-- TASK DESCRIPTION --
The required output consists solely of the lines from the line containing "the dog's hind" through the end of the records, copied exactly.

* START *

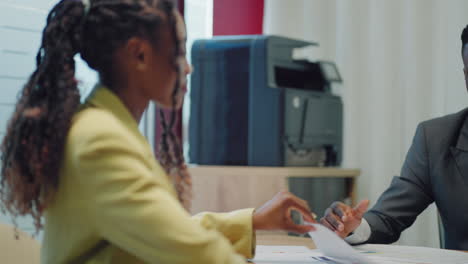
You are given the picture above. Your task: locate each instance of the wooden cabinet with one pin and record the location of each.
(227, 188)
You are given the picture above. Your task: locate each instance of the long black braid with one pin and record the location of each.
(170, 150)
(32, 149)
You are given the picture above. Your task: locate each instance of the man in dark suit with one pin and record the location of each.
(435, 170)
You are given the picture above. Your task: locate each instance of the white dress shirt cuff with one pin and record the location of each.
(361, 234)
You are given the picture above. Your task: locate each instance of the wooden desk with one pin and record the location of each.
(227, 188)
(266, 239)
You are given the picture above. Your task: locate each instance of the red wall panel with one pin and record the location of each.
(237, 17)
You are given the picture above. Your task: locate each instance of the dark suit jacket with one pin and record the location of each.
(435, 170)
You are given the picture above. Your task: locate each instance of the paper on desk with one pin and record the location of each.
(288, 254)
(390, 254)
(333, 246)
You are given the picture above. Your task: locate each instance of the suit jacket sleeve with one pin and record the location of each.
(135, 210)
(407, 196)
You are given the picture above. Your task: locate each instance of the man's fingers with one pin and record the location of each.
(334, 220)
(361, 208)
(306, 214)
(301, 229)
(324, 222)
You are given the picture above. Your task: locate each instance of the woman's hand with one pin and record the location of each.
(276, 214)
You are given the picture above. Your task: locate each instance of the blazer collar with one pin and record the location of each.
(462, 142)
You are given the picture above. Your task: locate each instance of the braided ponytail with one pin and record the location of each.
(33, 145)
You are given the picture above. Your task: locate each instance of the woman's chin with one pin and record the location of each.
(169, 106)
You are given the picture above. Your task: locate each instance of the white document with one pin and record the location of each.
(288, 254)
(335, 247)
(390, 254)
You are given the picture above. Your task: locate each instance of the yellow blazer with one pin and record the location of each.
(115, 204)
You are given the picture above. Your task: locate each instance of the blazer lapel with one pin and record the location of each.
(460, 151)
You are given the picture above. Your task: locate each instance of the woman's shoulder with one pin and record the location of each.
(94, 123)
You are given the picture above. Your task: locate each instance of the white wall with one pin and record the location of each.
(401, 64)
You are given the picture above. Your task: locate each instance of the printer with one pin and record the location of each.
(252, 103)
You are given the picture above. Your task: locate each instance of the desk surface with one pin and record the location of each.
(284, 240)
(267, 239)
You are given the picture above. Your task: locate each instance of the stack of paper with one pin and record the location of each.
(333, 250)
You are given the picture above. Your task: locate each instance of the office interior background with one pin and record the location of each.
(400, 61)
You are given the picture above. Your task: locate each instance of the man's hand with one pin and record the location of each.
(276, 214)
(342, 219)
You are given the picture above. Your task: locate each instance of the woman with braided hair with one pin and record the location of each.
(86, 169)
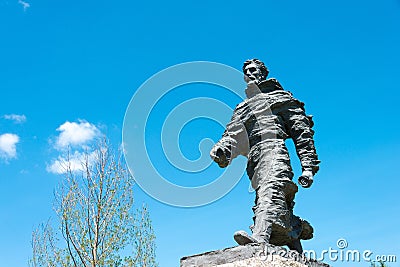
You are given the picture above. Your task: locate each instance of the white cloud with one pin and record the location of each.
(76, 134)
(24, 4)
(75, 162)
(8, 146)
(16, 118)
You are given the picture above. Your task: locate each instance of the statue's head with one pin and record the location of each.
(254, 70)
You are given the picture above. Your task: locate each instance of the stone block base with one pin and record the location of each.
(251, 255)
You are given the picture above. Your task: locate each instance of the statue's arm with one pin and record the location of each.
(299, 127)
(234, 141)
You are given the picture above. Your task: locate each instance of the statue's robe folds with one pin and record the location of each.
(258, 130)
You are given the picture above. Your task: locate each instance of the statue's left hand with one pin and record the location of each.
(306, 179)
(218, 155)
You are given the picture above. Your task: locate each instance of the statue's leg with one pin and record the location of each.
(271, 174)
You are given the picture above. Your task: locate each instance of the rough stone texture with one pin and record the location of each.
(250, 255)
(258, 130)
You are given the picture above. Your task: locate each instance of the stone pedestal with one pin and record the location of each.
(257, 255)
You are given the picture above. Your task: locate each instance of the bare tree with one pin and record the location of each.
(98, 225)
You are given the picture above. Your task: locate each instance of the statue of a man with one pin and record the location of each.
(258, 130)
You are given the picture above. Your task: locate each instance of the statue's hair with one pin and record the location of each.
(263, 68)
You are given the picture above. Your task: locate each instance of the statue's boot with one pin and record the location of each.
(243, 238)
(296, 245)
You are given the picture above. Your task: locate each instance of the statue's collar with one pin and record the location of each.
(266, 86)
(269, 85)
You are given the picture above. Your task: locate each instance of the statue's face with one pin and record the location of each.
(252, 72)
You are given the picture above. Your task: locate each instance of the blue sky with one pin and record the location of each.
(68, 69)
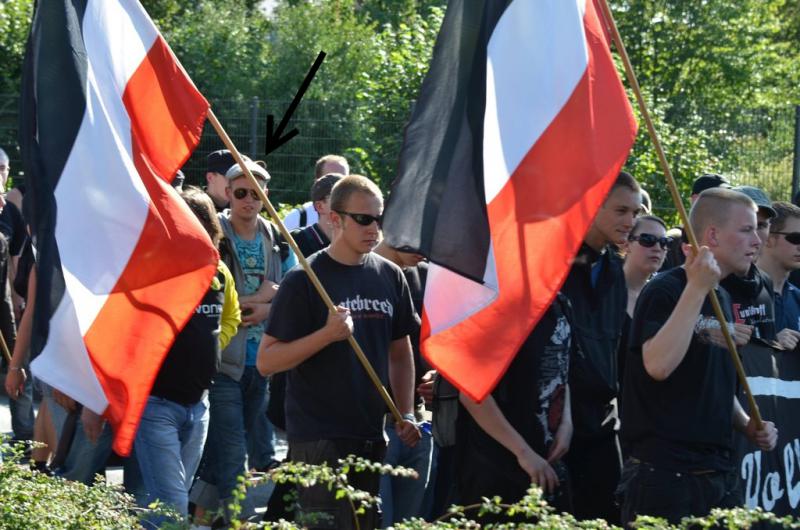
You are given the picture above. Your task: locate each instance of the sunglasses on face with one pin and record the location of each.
(649, 240)
(241, 193)
(362, 218)
(791, 237)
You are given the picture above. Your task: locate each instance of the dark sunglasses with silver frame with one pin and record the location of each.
(649, 240)
(241, 193)
(363, 219)
(791, 237)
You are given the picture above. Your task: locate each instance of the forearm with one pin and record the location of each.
(566, 416)
(276, 356)
(23, 342)
(667, 348)
(490, 418)
(401, 374)
(266, 292)
(740, 417)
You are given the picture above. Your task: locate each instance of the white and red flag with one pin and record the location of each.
(519, 131)
(108, 116)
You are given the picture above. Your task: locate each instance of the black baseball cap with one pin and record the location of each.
(322, 186)
(708, 181)
(760, 198)
(219, 161)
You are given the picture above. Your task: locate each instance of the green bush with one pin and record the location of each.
(31, 500)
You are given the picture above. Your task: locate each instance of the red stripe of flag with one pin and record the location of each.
(538, 221)
(173, 262)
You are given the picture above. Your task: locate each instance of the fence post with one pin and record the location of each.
(253, 127)
(796, 169)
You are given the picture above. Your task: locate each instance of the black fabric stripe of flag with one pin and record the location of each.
(50, 125)
(440, 175)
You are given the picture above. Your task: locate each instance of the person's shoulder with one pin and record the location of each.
(792, 289)
(667, 281)
(379, 262)
(223, 269)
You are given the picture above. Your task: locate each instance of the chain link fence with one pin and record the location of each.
(759, 148)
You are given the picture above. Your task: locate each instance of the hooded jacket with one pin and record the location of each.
(753, 302)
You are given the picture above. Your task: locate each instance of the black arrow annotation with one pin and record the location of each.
(274, 136)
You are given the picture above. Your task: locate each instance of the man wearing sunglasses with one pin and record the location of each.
(596, 288)
(679, 405)
(751, 293)
(332, 408)
(258, 257)
(780, 257)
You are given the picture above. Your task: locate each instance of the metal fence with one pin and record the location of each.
(756, 147)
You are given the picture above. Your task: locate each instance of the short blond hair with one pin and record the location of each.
(712, 208)
(349, 185)
(319, 166)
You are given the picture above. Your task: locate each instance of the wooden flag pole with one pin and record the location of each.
(311, 274)
(4, 345)
(676, 197)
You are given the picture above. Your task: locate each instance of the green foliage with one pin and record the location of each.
(387, 91)
(15, 16)
(222, 45)
(32, 500)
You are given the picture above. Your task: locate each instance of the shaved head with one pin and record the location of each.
(713, 206)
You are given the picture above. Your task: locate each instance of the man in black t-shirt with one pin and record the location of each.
(518, 434)
(679, 406)
(317, 236)
(332, 408)
(596, 288)
(752, 294)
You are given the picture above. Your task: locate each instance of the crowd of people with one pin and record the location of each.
(621, 402)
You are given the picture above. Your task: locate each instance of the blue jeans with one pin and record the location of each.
(84, 459)
(402, 497)
(261, 438)
(234, 408)
(22, 412)
(168, 446)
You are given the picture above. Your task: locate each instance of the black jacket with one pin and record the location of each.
(599, 312)
(753, 302)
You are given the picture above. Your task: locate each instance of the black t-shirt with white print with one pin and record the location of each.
(684, 422)
(329, 395)
(753, 302)
(530, 395)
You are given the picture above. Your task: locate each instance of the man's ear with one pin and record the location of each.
(336, 219)
(712, 237)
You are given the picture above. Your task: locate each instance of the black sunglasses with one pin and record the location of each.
(791, 237)
(649, 240)
(241, 193)
(362, 218)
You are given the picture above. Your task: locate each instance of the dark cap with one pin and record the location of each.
(322, 186)
(708, 181)
(177, 180)
(258, 171)
(760, 198)
(219, 161)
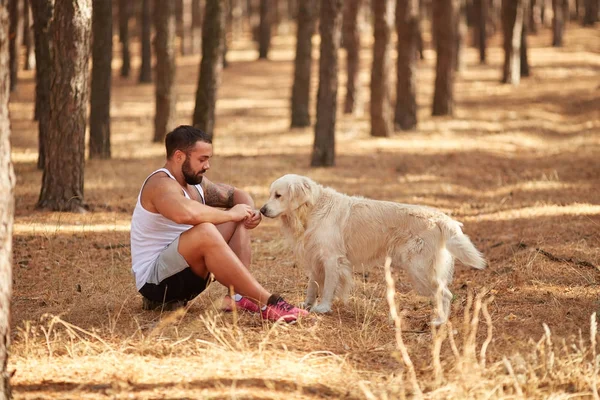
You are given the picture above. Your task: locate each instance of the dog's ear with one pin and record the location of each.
(301, 192)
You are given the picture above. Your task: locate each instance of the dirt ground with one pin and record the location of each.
(519, 166)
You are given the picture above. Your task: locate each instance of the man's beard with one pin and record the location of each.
(188, 174)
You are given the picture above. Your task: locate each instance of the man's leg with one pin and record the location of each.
(206, 250)
(238, 238)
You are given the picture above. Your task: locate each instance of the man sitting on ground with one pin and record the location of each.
(185, 230)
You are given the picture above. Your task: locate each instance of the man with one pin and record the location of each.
(185, 230)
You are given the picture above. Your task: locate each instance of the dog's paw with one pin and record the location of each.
(321, 308)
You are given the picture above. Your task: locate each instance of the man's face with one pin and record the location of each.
(196, 163)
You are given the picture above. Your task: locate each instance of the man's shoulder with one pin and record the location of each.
(159, 181)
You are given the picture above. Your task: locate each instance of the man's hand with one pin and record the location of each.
(253, 221)
(241, 212)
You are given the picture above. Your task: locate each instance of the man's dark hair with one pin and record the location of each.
(183, 138)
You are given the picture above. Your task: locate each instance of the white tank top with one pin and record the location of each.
(151, 233)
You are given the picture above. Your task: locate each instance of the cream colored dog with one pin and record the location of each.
(332, 232)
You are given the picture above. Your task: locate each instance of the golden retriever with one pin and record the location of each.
(332, 232)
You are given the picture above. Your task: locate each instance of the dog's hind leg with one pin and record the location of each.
(331, 269)
(443, 265)
(431, 272)
(311, 291)
(346, 282)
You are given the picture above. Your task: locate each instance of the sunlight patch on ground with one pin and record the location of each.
(41, 228)
(536, 212)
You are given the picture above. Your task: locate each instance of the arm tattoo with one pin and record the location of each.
(219, 195)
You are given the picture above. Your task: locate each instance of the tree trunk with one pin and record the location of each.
(196, 26)
(41, 11)
(330, 27)
(264, 41)
(512, 26)
(524, 59)
(7, 182)
(480, 8)
(381, 107)
(27, 38)
(236, 22)
(186, 27)
(164, 48)
(62, 181)
(534, 16)
(101, 79)
(15, 38)
(146, 67)
(209, 79)
(407, 25)
(124, 15)
(461, 33)
(303, 64)
(444, 14)
(591, 12)
(351, 39)
(558, 22)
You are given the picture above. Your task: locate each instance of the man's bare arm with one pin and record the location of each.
(166, 196)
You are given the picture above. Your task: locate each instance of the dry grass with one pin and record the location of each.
(518, 165)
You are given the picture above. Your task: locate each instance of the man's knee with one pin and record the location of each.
(205, 234)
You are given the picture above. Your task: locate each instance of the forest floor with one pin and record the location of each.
(519, 166)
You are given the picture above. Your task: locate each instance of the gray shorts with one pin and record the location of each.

* END *

-- REPLY --
You are given the picture above. Your task: locate each instance of the dog's hind leg with one pin and record the location of each.
(331, 269)
(443, 265)
(431, 272)
(311, 291)
(346, 282)
You are given the picture above. Your task: locate each instance of the sunlight patch on ground with one pin and record the location of each.
(41, 228)
(536, 212)
You are given the picture above. Your task: locate each instance of the arm tattoo with one pin and record the location of each.
(219, 195)
You are given the picture above. Your task: locate each instance of the tree trunk with one pin and record the location of each.
(196, 26)
(41, 11)
(330, 27)
(264, 41)
(512, 26)
(524, 59)
(7, 182)
(480, 8)
(381, 107)
(27, 38)
(236, 22)
(186, 27)
(164, 48)
(62, 181)
(534, 16)
(101, 79)
(15, 38)
(146, 67)
(209, 79)
(407, 25)
(124, 15)
(461, 33)
(303, 64)
(444, 14)
(591, 12)
(351, 39)
(558, 22)
You are given the picture above. Your task: locate each instance of the man's bare arm with one pin and record the location of each.
(166, 196)
You are given the picture above. Your task: locate each instance of the dry grass with one pin and record the location of each.
(518, 165)
You are given the picture above. Your task: locate each instance of the man's knee with one pin and record the location of each.
(205, 234)
You are given the picture above. Your task: locate each instance of the forest floor with one pin and record the location of each.
(519, 166)
You are given the picture above. Your task: locate each instance of the gray shorts with one pin and record the location of each.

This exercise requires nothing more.